----- Task input

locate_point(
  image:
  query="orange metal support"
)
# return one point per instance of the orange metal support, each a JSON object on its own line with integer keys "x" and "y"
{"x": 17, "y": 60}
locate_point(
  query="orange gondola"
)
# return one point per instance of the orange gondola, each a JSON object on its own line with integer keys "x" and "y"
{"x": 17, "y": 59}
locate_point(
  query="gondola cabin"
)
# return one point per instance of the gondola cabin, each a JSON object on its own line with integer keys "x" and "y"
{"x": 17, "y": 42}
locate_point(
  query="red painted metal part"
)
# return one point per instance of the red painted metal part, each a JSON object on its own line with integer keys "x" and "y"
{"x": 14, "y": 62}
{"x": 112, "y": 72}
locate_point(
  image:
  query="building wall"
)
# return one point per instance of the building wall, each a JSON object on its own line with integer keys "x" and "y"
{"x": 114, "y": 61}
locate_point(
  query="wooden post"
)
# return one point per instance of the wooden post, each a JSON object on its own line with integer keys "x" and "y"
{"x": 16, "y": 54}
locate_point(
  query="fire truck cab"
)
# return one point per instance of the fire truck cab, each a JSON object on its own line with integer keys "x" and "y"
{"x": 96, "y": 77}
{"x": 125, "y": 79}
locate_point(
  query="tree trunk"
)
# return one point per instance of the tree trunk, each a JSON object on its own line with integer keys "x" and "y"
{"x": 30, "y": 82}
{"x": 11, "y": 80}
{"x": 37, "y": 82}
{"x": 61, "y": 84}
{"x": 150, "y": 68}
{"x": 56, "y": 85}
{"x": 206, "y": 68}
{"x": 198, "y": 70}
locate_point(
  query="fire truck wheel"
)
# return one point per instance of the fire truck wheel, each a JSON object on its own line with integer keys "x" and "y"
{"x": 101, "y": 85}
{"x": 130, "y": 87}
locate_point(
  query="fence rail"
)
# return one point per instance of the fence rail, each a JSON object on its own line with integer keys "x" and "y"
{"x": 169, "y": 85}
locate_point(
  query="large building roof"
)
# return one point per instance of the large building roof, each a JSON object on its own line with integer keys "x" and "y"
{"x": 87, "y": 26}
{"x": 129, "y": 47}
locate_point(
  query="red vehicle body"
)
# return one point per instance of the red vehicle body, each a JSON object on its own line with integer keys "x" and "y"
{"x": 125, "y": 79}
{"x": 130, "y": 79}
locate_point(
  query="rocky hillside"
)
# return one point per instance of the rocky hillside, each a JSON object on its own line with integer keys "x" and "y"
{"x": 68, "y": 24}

----------

§ Instructions to follow:
Print the entire set of records again, exactly.

§ Solution to this task:
locate_point(
  image:
  query="orange metal support"
)
# return one point per instance of the orange metal support, each a JSON object on its own line with integer keys "x" and "y"
{"x": 17, "y": 60}
locate_point(
  query="orange gondola"
)
# return one point per instance of the orange gondola, each a JSON object on its own line with integer keys "x" and "y"
{"x": 17, "y": 59}
locate_point(
  query="gondola cabin"
)
# return one point per instance of the gondola cabin, each a JSON object on its own line with integer keys "x" and "y"
{"x": 17, "y": 42}
locate_point(
  query="red painted metal part"
)
# return one point per instance of the red painted metal part, each a JSON object on its own line with integer keys "x" and "y"
{"x": 14, "y": 62}
{"x": 112, "y": 72}
locate_point(
  image:
  query="building wall"
)
# return one point per instance of the building wall, each a JSON object on its own line with integer keys "x" and "y"
{"x": 114, "y": 61}
locate_point(
  query="wooden post"
)
# return one point per instance of the wooden post, each a JSON object on its own line with integer keys "x" and "y"
{"x": 16, "y": 54}
locate_point(
  query="fire truck cab"
)
# return one point per instance of the fire truck cab, each a JSON object on its own line with integer keys "x" and "y"
{"x": 96, "y": 77}
{"x": 125, "y": 79}
locate_point(
  query="tree trunk"
)
# return one point per instance of the tree trunk, each a JSON object on its own line with integer keys "x" and "y"
{"x": 30, "y": 82}
{"x": 11, "y": 80}
{"x": 37, "y": 82}
{"x": 61, "y": 84}
{"x": 150, "y": 68}
{"x": 56, "y": 85}
{"x": 206, "y": 68}
{"x": 198, "y": 70}
locate_point(
  query="fire truck wheel"
)
# return one point per instance of the fire truck wheel, each a JSON object on its own line with integer keys "x" and "y"
{"x": 101, "y": 85}
{"x": 130, "y": 87}
locate_point(
  query="fence rail"
)
# return one point per instance of the fence rail, each a JSON object on its own line with integer keys "x" and "y"
{"x": 169, "y": 85}
locate_point(
  query="large building roof"
)
# return one point per instance of the large building roof, each a JSON object on its own line with integer keys "x" and "y"
{"x": 87, "y": 26}
{"x": 129, "y": 47}
locate_point(
  query="red vehicle body"
)
# return one point per instance of the red vehicle body, each a JSON object on its own line with integer keys "x" and "y"
{"x": 125, "y": 79}
{"x": 130, "y": 79}
locate_point(
  query="rocky hillside"
)
# return one point per instance of the rocky hillside, each a JSON object on its own line with integer keys "x" and "y"
{"x": 68, "y": 24}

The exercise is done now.